■ **Stated goal**
Reproduce the full listing below verbatim, line by line, from start to finish.

■ **Data section**
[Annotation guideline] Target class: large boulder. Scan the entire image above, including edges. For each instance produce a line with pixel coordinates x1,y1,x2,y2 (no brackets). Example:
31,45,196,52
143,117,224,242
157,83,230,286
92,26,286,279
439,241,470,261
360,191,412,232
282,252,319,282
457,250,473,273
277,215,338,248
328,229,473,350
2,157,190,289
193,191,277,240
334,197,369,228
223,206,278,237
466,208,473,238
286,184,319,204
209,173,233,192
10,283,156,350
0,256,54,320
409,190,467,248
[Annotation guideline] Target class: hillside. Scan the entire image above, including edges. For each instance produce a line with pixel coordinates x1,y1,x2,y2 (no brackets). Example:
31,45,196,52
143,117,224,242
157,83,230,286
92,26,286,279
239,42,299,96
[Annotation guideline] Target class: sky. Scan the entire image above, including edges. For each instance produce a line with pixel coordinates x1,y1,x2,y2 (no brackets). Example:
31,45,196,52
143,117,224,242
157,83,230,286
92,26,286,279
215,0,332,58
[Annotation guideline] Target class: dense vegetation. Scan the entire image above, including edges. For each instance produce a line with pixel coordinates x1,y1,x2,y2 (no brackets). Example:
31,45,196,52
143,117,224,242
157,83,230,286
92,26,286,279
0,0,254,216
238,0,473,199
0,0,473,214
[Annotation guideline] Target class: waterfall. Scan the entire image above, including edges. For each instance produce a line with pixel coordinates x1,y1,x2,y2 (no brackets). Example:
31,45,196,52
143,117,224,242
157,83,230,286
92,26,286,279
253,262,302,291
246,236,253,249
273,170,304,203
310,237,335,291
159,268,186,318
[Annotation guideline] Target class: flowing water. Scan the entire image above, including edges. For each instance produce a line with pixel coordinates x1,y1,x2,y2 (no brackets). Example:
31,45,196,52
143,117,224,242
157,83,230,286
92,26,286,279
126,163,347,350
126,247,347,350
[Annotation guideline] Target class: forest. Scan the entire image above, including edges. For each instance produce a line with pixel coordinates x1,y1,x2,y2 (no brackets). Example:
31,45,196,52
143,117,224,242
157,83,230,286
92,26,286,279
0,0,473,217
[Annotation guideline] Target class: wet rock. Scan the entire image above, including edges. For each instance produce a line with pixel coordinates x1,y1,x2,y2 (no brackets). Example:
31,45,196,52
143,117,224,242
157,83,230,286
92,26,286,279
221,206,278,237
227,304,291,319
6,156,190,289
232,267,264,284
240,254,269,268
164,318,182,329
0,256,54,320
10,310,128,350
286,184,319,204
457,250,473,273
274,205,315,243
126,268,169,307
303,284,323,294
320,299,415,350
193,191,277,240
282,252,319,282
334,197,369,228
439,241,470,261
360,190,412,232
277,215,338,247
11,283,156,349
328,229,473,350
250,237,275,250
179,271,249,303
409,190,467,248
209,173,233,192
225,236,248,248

■ **Complete answer**
[Annotation guideline] Target class: large boulder. Scan the entire image above, including edges. For each instance produce a line with pixel coordinates x1,y1,x2,y2 (no brackets). Example:
31,45,196,52
143,117,224,242
157,83,230,286
92,26,286,279
439,241,470,261
360,191,412,232
282,252,319,282
457,250,473,273
277,215,338,248
328,229,473,350
2,157,190,289
193,191,277,240
334,197,369,228
223,206,278,237
466,208,473,238
286,184,319,204
209,173,233,192
10,283,156,350
0,256,54,320
409,190,467,248
[Annotation guideline] Target class: hillside. Scan the entire image above, including edges. For each instance produce a line with pixel coordinates x1,y1,x2,y2 (no brackets). Example:
31,45,196,52
143,117,224,242
157,83,230,286
92,26,286,279
239,42,299,96
[Annotation guideline] Target class: sky. Scan the entire image above, including edges. For each instance produce a line with pixel coordinates x1,y1,x2,y2 (no brackets). Example:
31,45,196,52
143,117,224,242
157,83,230,286
92,26,286,279
215,0,332,58
[Annotation guideline] Target class: dense vegetation. Scan the entire image above, including edges. For each instance produce a line with pixel coordinates x1,y1,x2,y2 (no brackets). Example:
31,45,196,52
143,117,224,242
157,83,230,286
92,26,286,279
0,0,254,216
238,0,473,199
0,0,473,214
[Annotation guideline] Target class: waterfall. Scan the entire image above, including edges. For each instance produce a line with pixel coordinates x1,y1,x2,y2 (no brackets). Example:
31,45,196,52
143,117,224,242
157,83,230,286
92,26,286,279
253,262,302,291
246,236,253,249
273,170,304,203
310,237,335,291
159,268,186,318
[Annotation guideline] Target class: flowing water. Scan the entire image above, including edges. For each instance produce a line with pixel coordinates x1,y1,x2,y2 (no brackets). Example:
31,45,196,52
143,117,224,242
157,83,230,286
92,26,286,279
126,163,347,350
126,247,347,350
[Annotation guideline] Target class: forest. Scan the entire image above, including edges. For each instance produce a line with pixel coordinates x1,y1,x2,y2 (no brackets). Example:
31,45,196,52
143,117,224,242
157,83,230,286
92,26,286,279
0,0,473,217
[Annotation guideline] Target class: wet rock. Scan the entire image above, including edges. For each instance produce a line with pixel coordinates x1,y1,x2,y2 (no brackets). Example:
31,45,196,52
143,117,224,242
157,83,230,286
92,26,286,279
221,206,278,237
227,304,291,319
6,156,190,289
232,267,264,284
240,254,269,268
164,318,182,329
0,256,54,320
10,310,128,350
286,184,319,204
457,250,473,273
274,205,315,243
126,268,169,307
303,284,323,294
320,299,415,350
193,191,277,240
282,252,319,282
334,197,369,228
439,241,470,261
360,190,412,232
277,215,338,247
11,283,156,349
328,229,473,350
250,237,275,250
179,271,249,303
409,190,467,248
209,173,233,192
225,236,248,248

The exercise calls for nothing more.